Excerpt provided
>>>

Oxford insurance, which provides health coverage to the [State] Bar Association, has dropped coverage to the 60 members who are in the group. We have all aged, some members have major health issues, probably all of us have some minor ongoing health issues, and apparently are no longer a good risk. I have been covered by this plan for the last 12 years, since I became a solo practitioner. Now, with less than 30 days notice, I am scrambling to find alternate coverage or find an of-counsel relationship to become part of a law firm "group."

What are my options with regard to the [State] Bar Association on whom I have counted for my coverage for so long? Should I ask them to file suit against Oxford (what grounds)? Any suggestions of possible options would be much appreciated.

Thanks for any and all suggestions
."

Thanks, Karen [not his/her real name] for your email; we'll do our best to answer your questions.

You've already answered why this has happened: "the 60 members who are in the group." Add in major (and minor but chronic) claims and an aging population, and what carrier would choose to stay on this risk? The sticking point is that little word "choose:" in most circumstances, the carrier has no such choice.

But this is an Association plan, so there's a loophole:

When you purchase coverage through an Association, rather than on the open market (preferably through a professional, independent agent), you're not a "policyholder," you're a "certificate" holder. There's a world of difference: a policyholder has a direct contractual relationship with the insurer, with specific rights and protections which a certificate holder lacks. Policyholders can (generally) be cancelled only for failing to pay premiums, for fraud or if the carrier goes bankrupt. In the latter case, one generally has recourse to the state's Guaranty Fund.

<<<

Supplied data
>>>

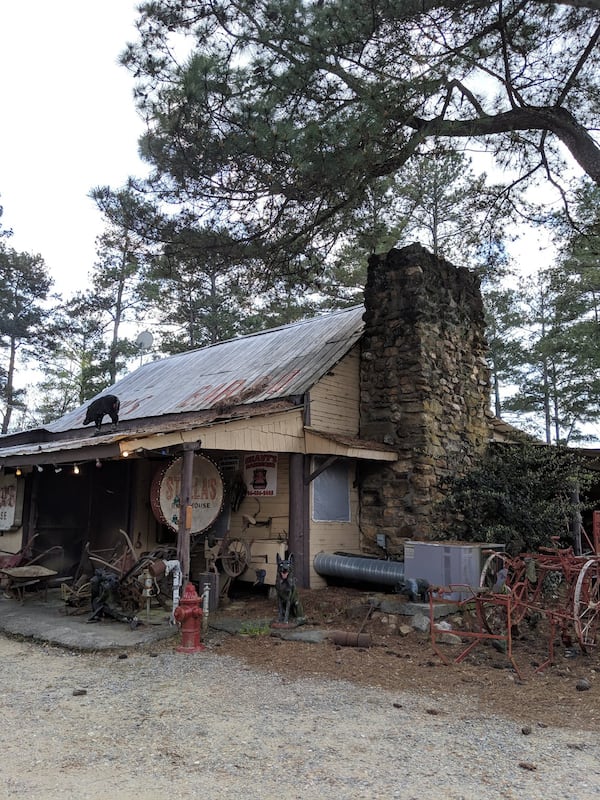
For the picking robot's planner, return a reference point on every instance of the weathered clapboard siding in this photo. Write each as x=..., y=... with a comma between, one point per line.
x=335, y=399
x=278, y=433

<<<

Written task
Please carry on the piece above about the bar association's dropped health coverage, starting right after its last sentence.

Reply
A certificate holder, however, has none of these rights. The organization (association) is the policyholder, and the carrier can drop it like a hot potato pretty much any time it wants (with proper notice, of course). If you could prove that the association didn't receive the proper notice (eg the policy says 60 days and they only gave 30), then the association (not you) may have a leg to stand on, but I would be very surprised if that were the case.

I don't know much about [your state's] insurance issues, but I would have to guess that being "of counsel" will have little effect on your ability to glom onto a larger firm's group coverage. After all, you'd still be an independent contractor, and most likely ineligible. Which is not to say that you shouldn't ask, but don't get your hopes up too high. Keep in mind, too, that you'd still be at the mercy of someone else's insurance buying (and shopping) decisions: what if the new group's plans become too expensive, or they don't offer a plan that fits your needs?

All of which to say: buy your own insurance. Consult with a local, professional independent agent, preferably one with at least 5 years of relevant experience. Don't know one? Then ask your relatives, your friends, your colleagues for referrals.

You'll be glad you did.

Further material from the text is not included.